**EXTRACTO DEL DOCUMENTO**
***

# Problema con un amplificador de sonido



## Juan15 (Oct 24, 2010)

Tengo un amplificador studio-standard ca-2010 by FISHER . que tiene un problema no tiene salida de audio ni en aux ni en túner lo probé con un téster en las salida del audio y simplemente tiene 8 v sea que le bajé o le suba volumen alguien me podría ayudar con este problema por favor.....


----------



## zxeth (Oct 24, 2010)

hmm, medio raro, 8 volts constantes o va variando?, los 8 volts con entrada de audio o solo?


----------



## Juan15 (Oct 24, 2010)

Los 8 v son constantes sin importar que le suba o le bajé el volumen . con o sin entrada de audio


----------



## zxeth (Oct 24, 2010)

parece que tenes quemado el amplificador, ya lo abriste apra ver que tiene?, tenes experiencia en electronica?


----------



## pipa09 (Oct 24, 2010)

Juan15 dijo:


> Tengo un amplificador studio-standard ca-2010 by FISHER . que tiene un problema no tiene salida de audio ni en aux ni en túner *lo probé con un téster en las salida del audio y simplemente tiene 8 v *sea que le bajé o le suba volumen alguien me podría ayudar con este problema por favor.....


 

Estas midiendo en DC o en AC?


----------



## Juan15 (Oct 24, 2010)

Sí ya lo abrí y lo estuve verificando y es complicado acceder a la tableta donde están todos los circuitos... haci que decidí mejor preguntar y si se un poco de electrónica.

Y lo medi en DC


----------



## pipa09 (Oct 24, 2010)

Juan15 dijo:


> Sí ya lo abrí y lo estuve verificando y es complicado acceder a la tableta donde están todos los circuitos... haci que decidí mejor preguntar y si se un poco de electrónica.
> 
> Y lo medi en DC


 
Ok. es con integrados el ampli? o con transistores?


----------



## Juan15 (Oct 24, 2010)

Creo... no estoy seguro.. que es un transistor y está atornillado a un dispersador de calor.

***

**EXTRACTOS DEL MATERIAL**

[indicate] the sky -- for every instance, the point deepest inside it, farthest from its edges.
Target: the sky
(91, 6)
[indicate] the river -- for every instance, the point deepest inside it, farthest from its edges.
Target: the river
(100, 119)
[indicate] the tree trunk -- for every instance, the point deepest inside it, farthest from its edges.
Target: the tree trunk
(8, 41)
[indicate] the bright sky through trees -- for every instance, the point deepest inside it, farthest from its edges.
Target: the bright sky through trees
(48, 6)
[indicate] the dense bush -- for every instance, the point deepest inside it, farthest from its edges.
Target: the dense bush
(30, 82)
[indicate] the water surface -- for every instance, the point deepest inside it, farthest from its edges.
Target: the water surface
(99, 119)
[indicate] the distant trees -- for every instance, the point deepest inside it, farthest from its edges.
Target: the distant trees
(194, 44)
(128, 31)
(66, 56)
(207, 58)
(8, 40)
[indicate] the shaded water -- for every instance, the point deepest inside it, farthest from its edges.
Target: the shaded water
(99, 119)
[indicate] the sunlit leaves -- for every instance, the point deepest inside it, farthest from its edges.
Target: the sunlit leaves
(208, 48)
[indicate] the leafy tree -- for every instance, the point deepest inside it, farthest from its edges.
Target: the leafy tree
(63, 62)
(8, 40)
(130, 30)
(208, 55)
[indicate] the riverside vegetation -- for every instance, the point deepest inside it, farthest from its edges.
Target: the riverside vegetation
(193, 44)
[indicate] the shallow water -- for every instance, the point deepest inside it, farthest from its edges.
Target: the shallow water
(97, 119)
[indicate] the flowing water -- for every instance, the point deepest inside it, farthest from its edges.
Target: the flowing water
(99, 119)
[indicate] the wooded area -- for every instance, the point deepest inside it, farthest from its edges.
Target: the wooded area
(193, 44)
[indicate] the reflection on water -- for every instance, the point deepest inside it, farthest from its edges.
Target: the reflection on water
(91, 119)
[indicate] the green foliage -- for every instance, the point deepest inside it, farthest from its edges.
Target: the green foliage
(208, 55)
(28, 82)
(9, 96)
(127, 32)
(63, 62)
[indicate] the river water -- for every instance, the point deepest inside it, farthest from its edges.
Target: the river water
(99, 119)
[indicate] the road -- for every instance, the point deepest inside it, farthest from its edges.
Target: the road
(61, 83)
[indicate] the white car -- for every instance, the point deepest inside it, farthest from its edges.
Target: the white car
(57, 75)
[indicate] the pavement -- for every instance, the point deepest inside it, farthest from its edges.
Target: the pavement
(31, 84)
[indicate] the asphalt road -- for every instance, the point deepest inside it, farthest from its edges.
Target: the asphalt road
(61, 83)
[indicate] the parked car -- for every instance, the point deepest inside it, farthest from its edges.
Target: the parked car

***

**HAZ LO SIGUIENTE**
Retoma el hilo del foro sobre el amplificador Fisher sin salida de audio y continúalo a partir de su último mensaje.

**PROBLEMA RESUELTO**
----------



## pipa09 (Oct 24, 2010)

Juan15 dijo:


> Creo... no estoy seguro.. que es un transistor y está atornillado a un dispersador de calor.


 
Esuve viendo unos diagramas y encontre un modelo similar, y la parte del ampli esta elaborada en base a un I.C. driver (uPC1270h) y un par de  transistores.
Deberias decirnos como es la etapa de salida, o bien unas fotos de las placas!


----------



## Juan15 (Oct 24, 2010)

Listo.. lo de las fotos sería mañana ... pero no entiendo lo que tú dices de la etapa de salida


----------



## pipa09 (Oct 24, 2010)

Juan15 dijo:


> pero no entiendo lo que tú dices de la etapa de salida


 
Por los que nos comentas, tu amplificador tiene un (o unos) problema el la etapa de salida (parte del circuito del ampli que se encarga de manejar la corriente y el voltaje aplicado a los parlantes). por eso te preguntaba, pero si podes subir unas fotos lo vamos viendo entre todos!

Saludos!


----------



## Juan15 (Oct 29, 2010)

Gracias por tú ayuda pero abrí el ampl tiene un IC STK043 sé lo compre nuevo se lo reemplace y el ampl quedó como nuevo ...... pero necesito que me ayuden a saber de cuantos w es el ampli para comprarle unas bocinas adecuadas para que no las quemén.....


----------



## Tacatomon (Oct 29, 2010)

En el datasheet especifica la potencia de salida del amplificador.
http://www.datasheetcatalog.com/datasheets_pdf/S/T/K/-/STK-043.shtml

Hay que tener cuidado con ese tipo de integrados ya que ahora, son muy falsificados.
Saludos!


----------



## pipa09 (Oct 29, 2010)

Juan15 dijo:


> Gracias por tú ayuda pero abrí el ampl tiene un IC STK043 sé lo compre nuevo se lo reemplace y el ampl quedó como nuevo ...... pero necesito que me ayuden a saber de cuantos w es el ampli para comprarle unas bocinas adecuadas para que no las quemén.....


 

Las potencias de esos CI no son muy grandes, ya que vas a gastar te recomiendo que el gasto valga la pena!!!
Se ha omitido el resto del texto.